PASSAGE TO READ:
======
Witness Arnon:  Unfortunately there were no protests.
Croatia was definitely a Catholic state.  Not even the
Catholic Church in Zagreb said one word against the
deportations and sufferings of the Jews.

Q. As far as you know, was there any connection - and if
there was, what was the connection - between these
occurrences and the Germans?

A. I know.  As I had to be at the Gestapo every day and to
report daily to the Directorate for Public Order and
Security, we knew approximately when the deportations would
begin, and we also knew that this was done at the order of
the Germans.

Q. You have told the Court about your connections with the
Joint.  Did these connections take you to Hungary?

A. When the situation, especially in the Jasenovac camp,
became catastrophic, the Representative of the Gestapo in
Zagreb, Mueller, ordered me to get in touch with the Joint,
and when I said that there was no Joint in Zagreb and that
the nearest connection was in Budapest, I was ordered to go
to Budapest.

Q. When did you arrive in Hungary?

A. I was in Budapest three times.  I was in Budapest in
June, when I obtained funds for food for those deported to
Jasenovac.  I was in contact by telephone with Portugal,
with the Representative of the Joint, Dr. Joseph Schwartz
(now the Vice-President of the Bond Drive), and from there I
obtained money for the camps.  Then I was in Budapest again
at the beginning of January and at the end of April 1942,
always for the same purpose.
======
DATASET CONTENT:

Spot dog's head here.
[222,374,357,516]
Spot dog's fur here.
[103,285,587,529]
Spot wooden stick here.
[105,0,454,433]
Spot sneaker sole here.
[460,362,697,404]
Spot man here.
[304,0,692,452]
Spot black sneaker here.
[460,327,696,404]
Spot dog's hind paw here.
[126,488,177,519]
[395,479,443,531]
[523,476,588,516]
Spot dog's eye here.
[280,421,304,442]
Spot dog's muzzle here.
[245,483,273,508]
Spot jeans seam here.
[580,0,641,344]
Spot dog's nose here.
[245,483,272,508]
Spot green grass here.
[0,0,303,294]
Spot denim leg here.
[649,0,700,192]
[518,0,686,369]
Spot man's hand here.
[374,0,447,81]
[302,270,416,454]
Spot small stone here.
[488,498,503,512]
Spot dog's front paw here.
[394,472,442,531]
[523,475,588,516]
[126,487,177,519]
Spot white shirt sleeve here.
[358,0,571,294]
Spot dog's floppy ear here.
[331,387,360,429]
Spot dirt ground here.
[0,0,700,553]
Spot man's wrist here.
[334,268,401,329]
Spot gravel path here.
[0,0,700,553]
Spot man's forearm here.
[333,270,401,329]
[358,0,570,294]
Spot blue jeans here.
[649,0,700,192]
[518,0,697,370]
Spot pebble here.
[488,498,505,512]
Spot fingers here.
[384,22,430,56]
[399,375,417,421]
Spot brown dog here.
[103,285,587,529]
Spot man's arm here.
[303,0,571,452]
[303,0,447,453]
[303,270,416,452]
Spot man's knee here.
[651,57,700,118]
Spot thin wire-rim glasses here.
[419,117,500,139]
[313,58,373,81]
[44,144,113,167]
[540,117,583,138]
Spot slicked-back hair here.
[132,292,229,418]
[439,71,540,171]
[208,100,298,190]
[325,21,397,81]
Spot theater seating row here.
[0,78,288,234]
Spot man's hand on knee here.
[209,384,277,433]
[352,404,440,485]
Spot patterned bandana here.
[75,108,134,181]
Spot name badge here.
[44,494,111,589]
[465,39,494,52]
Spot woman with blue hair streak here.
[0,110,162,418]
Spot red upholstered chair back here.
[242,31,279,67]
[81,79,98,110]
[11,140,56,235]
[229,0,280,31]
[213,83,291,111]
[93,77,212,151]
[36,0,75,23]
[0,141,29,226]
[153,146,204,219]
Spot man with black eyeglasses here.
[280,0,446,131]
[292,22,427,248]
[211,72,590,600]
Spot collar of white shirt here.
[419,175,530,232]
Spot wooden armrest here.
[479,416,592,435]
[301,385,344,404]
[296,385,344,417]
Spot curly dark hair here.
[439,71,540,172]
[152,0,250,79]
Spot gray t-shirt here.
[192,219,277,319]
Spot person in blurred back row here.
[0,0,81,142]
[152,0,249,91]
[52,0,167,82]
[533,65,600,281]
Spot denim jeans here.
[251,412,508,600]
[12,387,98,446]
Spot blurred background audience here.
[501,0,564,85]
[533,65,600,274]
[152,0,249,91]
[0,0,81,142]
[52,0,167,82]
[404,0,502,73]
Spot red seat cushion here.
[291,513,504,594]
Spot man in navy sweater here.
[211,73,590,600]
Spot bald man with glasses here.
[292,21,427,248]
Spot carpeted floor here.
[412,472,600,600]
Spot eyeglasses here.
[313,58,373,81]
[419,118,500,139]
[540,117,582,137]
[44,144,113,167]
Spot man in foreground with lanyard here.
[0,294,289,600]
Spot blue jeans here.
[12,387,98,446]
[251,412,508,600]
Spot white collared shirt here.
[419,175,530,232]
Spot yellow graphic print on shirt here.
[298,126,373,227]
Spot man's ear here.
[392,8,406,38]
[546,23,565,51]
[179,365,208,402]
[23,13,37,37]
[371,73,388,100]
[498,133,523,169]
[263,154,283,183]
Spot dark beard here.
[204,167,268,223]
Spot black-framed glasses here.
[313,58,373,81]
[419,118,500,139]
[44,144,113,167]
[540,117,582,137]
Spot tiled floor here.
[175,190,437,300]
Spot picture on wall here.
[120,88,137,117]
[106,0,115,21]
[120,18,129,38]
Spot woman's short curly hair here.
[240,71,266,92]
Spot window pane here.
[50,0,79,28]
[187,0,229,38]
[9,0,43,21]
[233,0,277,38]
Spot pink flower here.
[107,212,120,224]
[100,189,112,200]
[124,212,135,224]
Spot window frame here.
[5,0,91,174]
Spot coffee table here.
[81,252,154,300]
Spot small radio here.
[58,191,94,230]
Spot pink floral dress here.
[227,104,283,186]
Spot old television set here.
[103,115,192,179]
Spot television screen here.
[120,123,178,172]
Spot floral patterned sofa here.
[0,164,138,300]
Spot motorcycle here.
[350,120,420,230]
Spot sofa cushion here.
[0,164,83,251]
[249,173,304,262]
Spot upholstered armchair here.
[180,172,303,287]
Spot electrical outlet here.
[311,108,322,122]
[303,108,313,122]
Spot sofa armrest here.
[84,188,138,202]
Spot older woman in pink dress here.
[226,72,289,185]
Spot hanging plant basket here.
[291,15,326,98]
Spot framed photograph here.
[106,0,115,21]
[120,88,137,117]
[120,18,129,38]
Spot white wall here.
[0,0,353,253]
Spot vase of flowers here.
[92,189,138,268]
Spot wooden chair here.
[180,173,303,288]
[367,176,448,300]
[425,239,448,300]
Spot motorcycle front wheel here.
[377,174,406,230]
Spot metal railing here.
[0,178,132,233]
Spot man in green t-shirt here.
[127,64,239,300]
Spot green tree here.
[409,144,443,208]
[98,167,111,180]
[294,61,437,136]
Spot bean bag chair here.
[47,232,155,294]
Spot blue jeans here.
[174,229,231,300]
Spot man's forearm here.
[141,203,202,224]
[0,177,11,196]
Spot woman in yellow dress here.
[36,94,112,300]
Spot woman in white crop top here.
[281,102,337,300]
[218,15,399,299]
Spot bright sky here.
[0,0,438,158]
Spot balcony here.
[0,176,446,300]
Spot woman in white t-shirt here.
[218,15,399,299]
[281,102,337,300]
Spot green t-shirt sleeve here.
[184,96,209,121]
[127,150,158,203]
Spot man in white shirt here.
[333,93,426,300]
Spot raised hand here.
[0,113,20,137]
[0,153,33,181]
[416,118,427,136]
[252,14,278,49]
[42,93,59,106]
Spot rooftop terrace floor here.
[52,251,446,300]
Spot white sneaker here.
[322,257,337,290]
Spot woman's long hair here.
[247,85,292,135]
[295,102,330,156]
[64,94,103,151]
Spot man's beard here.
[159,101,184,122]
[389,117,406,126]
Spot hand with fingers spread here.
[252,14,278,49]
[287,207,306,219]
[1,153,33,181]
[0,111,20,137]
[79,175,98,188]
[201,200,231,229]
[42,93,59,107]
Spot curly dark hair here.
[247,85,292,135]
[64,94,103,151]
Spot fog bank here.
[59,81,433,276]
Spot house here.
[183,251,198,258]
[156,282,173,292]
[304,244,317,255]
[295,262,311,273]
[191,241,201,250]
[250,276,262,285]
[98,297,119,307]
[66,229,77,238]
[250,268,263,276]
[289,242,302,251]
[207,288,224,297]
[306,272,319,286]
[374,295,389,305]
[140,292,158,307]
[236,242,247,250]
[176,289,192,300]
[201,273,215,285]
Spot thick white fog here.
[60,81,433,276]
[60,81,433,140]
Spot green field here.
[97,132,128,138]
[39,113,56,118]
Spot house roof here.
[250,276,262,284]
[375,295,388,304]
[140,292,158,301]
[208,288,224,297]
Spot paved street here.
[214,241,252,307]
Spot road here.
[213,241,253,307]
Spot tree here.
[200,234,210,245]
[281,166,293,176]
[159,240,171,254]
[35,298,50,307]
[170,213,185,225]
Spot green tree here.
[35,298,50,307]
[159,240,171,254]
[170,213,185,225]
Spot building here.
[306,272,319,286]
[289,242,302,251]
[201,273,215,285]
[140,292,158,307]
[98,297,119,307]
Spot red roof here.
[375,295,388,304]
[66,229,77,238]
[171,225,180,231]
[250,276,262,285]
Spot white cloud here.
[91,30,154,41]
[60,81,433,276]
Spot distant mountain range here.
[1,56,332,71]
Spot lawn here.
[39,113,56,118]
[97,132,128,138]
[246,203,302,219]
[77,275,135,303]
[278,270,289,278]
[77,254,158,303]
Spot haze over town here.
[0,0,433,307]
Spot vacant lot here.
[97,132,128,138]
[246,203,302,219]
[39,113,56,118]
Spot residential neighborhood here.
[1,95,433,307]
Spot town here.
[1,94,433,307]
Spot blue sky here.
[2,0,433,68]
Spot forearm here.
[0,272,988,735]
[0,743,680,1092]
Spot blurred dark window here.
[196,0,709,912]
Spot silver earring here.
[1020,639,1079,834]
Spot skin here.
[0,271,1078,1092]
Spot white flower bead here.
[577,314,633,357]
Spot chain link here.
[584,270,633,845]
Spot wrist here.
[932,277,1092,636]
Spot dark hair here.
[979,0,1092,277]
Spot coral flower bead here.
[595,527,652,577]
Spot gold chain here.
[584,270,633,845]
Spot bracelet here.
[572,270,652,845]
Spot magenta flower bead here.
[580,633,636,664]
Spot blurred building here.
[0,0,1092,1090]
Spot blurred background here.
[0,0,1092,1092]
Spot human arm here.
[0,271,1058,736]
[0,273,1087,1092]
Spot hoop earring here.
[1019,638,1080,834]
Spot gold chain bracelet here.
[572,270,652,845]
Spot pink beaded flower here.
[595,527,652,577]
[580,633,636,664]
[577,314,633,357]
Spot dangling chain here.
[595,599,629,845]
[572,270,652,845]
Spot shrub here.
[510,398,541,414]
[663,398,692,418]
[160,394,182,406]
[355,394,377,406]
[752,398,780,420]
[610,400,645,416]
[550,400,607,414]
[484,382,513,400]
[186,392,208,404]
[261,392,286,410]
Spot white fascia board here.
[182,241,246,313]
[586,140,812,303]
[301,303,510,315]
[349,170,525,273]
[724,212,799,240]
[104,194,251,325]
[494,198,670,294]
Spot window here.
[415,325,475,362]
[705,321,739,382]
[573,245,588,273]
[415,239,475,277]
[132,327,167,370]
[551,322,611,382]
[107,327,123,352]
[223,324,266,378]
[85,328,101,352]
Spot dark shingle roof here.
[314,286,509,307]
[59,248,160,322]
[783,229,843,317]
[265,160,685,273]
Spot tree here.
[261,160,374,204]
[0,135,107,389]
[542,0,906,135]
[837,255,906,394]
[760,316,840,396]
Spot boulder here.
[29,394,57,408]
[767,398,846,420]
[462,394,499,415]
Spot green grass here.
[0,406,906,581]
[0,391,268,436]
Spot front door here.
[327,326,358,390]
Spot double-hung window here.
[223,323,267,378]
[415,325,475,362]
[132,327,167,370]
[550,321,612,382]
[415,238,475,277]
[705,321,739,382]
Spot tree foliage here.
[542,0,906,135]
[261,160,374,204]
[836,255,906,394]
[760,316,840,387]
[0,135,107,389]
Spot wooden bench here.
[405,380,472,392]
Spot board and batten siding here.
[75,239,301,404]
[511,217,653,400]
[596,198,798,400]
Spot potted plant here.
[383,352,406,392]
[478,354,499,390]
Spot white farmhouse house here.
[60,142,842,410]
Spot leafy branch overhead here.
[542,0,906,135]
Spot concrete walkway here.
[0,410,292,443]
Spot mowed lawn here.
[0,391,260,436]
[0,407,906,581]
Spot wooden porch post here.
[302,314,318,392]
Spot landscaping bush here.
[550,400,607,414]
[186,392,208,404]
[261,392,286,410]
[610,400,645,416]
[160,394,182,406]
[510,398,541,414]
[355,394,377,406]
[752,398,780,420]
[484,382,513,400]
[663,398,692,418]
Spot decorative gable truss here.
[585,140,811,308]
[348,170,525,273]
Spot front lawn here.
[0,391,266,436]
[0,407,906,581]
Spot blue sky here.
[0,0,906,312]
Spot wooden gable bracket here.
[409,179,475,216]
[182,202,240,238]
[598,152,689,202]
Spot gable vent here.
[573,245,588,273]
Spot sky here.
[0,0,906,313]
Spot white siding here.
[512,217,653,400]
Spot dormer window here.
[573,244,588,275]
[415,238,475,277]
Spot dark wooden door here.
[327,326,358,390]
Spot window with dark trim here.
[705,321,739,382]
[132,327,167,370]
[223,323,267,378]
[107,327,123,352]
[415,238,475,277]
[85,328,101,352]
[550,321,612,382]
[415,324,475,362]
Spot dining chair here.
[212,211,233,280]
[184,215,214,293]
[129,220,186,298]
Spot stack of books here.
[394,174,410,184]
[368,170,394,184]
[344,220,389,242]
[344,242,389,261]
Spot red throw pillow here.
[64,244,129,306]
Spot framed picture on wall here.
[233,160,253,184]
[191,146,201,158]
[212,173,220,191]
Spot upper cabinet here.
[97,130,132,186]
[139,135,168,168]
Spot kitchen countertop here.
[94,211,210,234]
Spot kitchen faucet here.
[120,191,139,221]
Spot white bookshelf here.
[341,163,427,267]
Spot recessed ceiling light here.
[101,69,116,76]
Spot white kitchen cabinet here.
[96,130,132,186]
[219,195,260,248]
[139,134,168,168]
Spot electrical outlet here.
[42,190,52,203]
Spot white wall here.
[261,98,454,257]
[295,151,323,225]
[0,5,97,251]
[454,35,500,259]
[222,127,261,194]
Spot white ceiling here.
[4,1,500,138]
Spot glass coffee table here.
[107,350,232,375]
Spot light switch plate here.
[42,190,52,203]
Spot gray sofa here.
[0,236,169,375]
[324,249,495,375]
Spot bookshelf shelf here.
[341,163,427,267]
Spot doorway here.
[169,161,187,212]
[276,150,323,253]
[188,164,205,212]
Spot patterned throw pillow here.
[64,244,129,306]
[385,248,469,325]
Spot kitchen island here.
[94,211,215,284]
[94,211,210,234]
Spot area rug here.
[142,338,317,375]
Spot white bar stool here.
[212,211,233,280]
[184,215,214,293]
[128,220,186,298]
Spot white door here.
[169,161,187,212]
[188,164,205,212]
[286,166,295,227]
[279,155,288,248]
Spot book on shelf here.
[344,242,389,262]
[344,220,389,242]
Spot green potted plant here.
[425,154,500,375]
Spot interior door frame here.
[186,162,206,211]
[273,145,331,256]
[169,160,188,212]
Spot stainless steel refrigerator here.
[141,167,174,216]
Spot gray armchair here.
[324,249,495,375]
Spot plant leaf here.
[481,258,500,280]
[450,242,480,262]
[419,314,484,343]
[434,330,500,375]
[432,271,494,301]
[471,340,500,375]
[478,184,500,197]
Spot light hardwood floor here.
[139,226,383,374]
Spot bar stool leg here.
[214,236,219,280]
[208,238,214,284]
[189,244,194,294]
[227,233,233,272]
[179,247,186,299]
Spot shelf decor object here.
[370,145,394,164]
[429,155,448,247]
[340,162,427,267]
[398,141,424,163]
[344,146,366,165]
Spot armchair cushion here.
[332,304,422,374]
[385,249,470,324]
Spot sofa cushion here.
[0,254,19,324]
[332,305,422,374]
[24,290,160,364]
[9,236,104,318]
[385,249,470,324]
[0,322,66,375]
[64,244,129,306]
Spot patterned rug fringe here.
======
WRITTEN REQUEST 1:
Do these statements agree with the testimony? For each, answer yes or no and quote the words of the testimony that decide it.
(a) The Catholic Church in Zagreb spoke out against the deportations.
(b) The witness was in Budapest three times.
(c) The nearest connection to the Joint was in Zagreb.
WRITTEN REQUEST 2:
Answer these questions from the testimony:
(a) Where did the witness have to be every day?
(b) Who was the Representative of the Gestapo in Zagreb?
(c) With which country was the witness in contact by telephone?
WRITTEN REQUEST 3: Return the testimony word for word from "Q. As far as" to "you to Hungary?".
Answer from the testimony alone, not from the listing.

FINAL RESULT 1:
(a) No: "Not even the Catholic Church in Zagreb said one word against the deportations and sufferings of the Jews."
(b) Yes: "I was in Budapest three times."
(c) No: "there was no Joint in Zagreb and that the nearest connection was in Budapest"

FINAL RESULT 2:
(a) At the Gestapo.
(b) Mueller.
(c) Portugal.

FINAL RESULT 3:
Q. As far as you know, was there any connection - and if
there was, what was the connection - between these
occurrences and the Germans?

A. I know.  As I had to be at the Gestapo every day and to
report daily to the Directorate for Public Order and
Security, we knew approximately when the deportations would
begin, and we also knew that this was done at the order of
the Germans.

Q. You have told the Court about your connections with the
Joint.  Did these connections take you to Hungary?